# Tareas a realizar
**A.** Indica si cada afirmación coincide con el texto sobre la tierra de los kurdos: (i) el pueblo descrito vive en el extremo oeste de Turquía; (ii) se desconoce la cifra exacta de sus habitantes; (iii) por aquellos lugares pasaban las caravanas de la ruta de la seda. Responde sí o no y cita entre comillas las palabras del texto que lo deciden.
**B.** Reproduce el fragmento del texto sobre la tierra de los kurdos desde «En el extremo» hasta «puertas de Asia.», cambiando «polvoriento» por «pedregoso».

# Texto citado
= = = =

Hacia la tierra de los kurdos (I)
En el extremo este de Turquía, arraigados a su suelo polvoriento y árido, nos encontramos con un pueblo de antiquísimas raíces. Separados por límites fronterizos, aunque no por sentimientos; con una superficie dudosa y sin una cifra exacta de habitantes, nos adentramos al descubrimiento de este insólito lugar, algo más allá de las puertas de Asia.
Con un afán de aventura y ansia de descubrir un pueblo distinto, al que solo por referencias y lecturas habíamos accedido, era ya el momento de ver aquellos lugares que desde hace siglos fueron enclave importante para tantas civilizaciones y por los que pasaban aquellas legendarias caravanas de la ruta de la seda.

= = = =

# Información proporcionada

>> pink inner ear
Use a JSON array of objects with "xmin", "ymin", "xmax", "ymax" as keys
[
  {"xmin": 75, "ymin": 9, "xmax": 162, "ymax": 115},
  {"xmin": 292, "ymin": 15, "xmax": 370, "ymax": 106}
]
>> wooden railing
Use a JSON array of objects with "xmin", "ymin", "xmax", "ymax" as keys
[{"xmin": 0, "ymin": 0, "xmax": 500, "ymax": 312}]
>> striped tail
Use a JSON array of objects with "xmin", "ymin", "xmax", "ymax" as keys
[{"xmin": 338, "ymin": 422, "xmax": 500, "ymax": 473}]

= = = =

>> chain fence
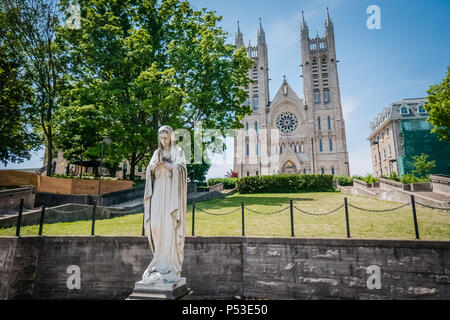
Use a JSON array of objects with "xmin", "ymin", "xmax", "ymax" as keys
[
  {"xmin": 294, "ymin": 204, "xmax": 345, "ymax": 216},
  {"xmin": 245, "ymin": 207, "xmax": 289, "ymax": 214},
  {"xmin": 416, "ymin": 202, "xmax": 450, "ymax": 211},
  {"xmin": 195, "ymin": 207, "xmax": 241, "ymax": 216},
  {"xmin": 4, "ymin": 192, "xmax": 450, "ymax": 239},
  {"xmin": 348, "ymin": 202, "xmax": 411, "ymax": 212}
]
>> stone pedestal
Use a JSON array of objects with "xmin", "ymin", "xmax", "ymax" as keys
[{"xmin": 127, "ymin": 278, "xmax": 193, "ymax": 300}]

= = = =

# Respuestas por tarea
**A.**
(i) No: «En el extremo este de Turquía».
(ii) Sí: «sin una cifra exacta de habitantes».
(iii) Sí: «por los que pasaban aquellas legendarias caravanas de la ruta de la seda».

**B.**
En el extremo este de Turquía, arraigados a su suelo pedregoso y árido, nos encontramos con un pueblo de antiquísimas raíces. Separados por límites fronterizos, aunque no por sentimientos; con una superficie dudosa y sin una cifra exacta de habitantes, nos adentramos al descubrimiento de este insólito lugar, algo más allá de las puertas de Asia.